### 指示 a
本文に基づき、次の問いに答えよ。
(i) 光ディスクは主に何によって形成されているか。
(ii) 透明保護層を記録層に付着させるために介在するものとして何が挙げられているか。
(iii) プロテクトフィルムは一般的にフィルムのどこに弱粘着性が付与されているか。

### 本文
光ディスクとは主にポリカーボネート樹脂より形成されたディスク状の記憶媒体のことで記録層が付与されたものを言う。
【0008】
透明保護層とは光ディスクの記録層を透明な材料で覆い、この透明な材料の外側から信号を入出力するための層のことで、記録層を保護する働きもするものである。
【0009】
なお、この透明保護層は該層を記録層に付着させるため、接着剤やUV硬化樹脂などが介在する。
【0010】
保護フィルム(プロテクトフィルムともいう)とはプラスチックフィルム等の巻層体を形成する時にプラスチックフィルムと共巻して該フィルムの表面傷つきを抑えると共に、いわゆる巻層体のロールフォーメーションを良好に保つために用いるフィルムを意味する。プロテクトフィルムは一般的にはそのフィルムの片面に弱粘着性が付与されている。
【0011】
なお、本願明細書において、「弱粘着性」とは、例えば二つのフィルムを粘着させるがこれらを永久的または半永久的に接着させた状態にするものではなく、手で剥がすことによってこれらのフィルムを実質的に損傷することなく剥がせる程度の粘着性を有することを意味する。
【0012】
一般に光学用途のフィルムは表面が平坦であるために、そのままではロール状に巻き取って巻層体にすることはできない、これは高い光透過率を維持したままで表面に凹凸を形成させ、滑り性を付与することが難しいためである。

位置ラベル付けデータの抜粋:
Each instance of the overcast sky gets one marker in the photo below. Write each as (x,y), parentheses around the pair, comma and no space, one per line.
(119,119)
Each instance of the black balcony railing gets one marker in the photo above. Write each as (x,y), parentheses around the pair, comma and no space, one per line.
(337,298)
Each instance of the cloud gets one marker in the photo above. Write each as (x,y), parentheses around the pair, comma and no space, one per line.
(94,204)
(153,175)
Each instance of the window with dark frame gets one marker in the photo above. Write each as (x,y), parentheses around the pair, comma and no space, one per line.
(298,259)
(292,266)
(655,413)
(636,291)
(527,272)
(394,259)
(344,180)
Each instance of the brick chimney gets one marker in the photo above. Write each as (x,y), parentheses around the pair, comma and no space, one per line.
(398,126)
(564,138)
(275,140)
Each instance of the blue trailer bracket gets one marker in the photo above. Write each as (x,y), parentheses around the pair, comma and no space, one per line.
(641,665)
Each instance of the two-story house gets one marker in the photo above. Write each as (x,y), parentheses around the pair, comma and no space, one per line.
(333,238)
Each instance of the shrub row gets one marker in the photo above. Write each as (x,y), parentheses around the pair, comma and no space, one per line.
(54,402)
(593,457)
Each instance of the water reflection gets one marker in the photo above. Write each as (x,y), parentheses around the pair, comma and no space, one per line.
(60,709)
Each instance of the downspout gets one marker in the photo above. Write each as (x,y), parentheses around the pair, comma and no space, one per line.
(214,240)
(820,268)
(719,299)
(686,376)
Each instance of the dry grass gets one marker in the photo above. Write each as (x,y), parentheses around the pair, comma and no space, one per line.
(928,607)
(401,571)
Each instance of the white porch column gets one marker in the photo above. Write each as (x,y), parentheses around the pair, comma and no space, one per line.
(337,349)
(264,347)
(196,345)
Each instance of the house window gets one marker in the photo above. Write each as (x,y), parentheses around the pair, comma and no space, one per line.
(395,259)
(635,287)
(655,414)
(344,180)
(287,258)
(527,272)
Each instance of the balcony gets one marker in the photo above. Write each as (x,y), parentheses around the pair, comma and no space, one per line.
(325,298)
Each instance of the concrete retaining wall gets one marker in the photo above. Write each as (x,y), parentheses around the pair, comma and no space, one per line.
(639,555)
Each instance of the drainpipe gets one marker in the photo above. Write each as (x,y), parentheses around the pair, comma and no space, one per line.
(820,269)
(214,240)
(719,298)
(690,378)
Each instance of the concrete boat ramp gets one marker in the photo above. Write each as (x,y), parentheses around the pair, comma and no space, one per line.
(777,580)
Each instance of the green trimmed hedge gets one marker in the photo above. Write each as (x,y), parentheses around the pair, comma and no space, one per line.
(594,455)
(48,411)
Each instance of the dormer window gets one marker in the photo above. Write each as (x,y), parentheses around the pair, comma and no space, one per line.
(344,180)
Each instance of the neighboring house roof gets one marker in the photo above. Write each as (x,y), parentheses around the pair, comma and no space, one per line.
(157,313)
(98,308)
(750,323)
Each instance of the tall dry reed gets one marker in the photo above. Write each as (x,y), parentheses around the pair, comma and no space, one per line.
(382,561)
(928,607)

### 指示 b
エントリの中の「Each instance of the balcony」を含む行からエントリの末尾までの行を、列名「番号」と「行」を持つMarkdownの表に書き直せ。両端の行を含め、空行は除くこと。

### 正解 a
(i) ポリカーボネート樹脂
(ii) 接着剤やUV硬化樹脂など
(iii) フィルムの片面

### 正解 b
| 番号 | 行 |
|---|---|
| 1 | Each instance of the balcony gets one marker in the photo above. Write each as (x,y), parentheses around the pair, comma and no space, one per line. |
| 2 | (325,298) |
| 3 | Each instance of the concrete retaining wall gets one marker in the photo above. Write each as (x,y), parentheses around the pair, comma and no space, one per line. |
| 4 | (639,555) |
| 5 | Each instance of the drainpipe gets one marker in the photo above. Write each as (x,y), parentheses around the pair, comma and no space, one per line. |
| 6 | (820,269) |
| 7 | (214,240) |
| 8 | (719,298) |
| 9 | (690,378) |
| 10 | Each instance of the concrete boat ramp gets one marker in the photo above. Write each as (x,y), parentheses around the pair, comma and no space, one per line. |
| 11 | (777,580) |
| 12 | Each instance of the green trimmed hedge gets one marker in the photo above. Write each as (x,y), parentheses around the pair, comma and no space, one per line. |
| 13 | (594,455) |
| 14 | (48,411) |
| 15 | Each instance of the dormer window gets one marker in the photo above. Write each as (x,y), parentheses around the pair, comma and no space, one per line. |
| 16 | (344,180) |
| 17 | Each instance of the neighboring house roof gets one marker in the photo above. Write each as (x,y), parentheses around the pair, comma and no space, one per line. |
| 18 | (157,313) |
| 19 | (98,308) |
| 20 | (750,323) |
| 21 | Each instance of the tall dry reed gets one marker in the photo above. Write each as (x,y), parentheses around the pair, comma and no space, one per line. |
| 22 | (382,561) |
| 23 | (928,607) |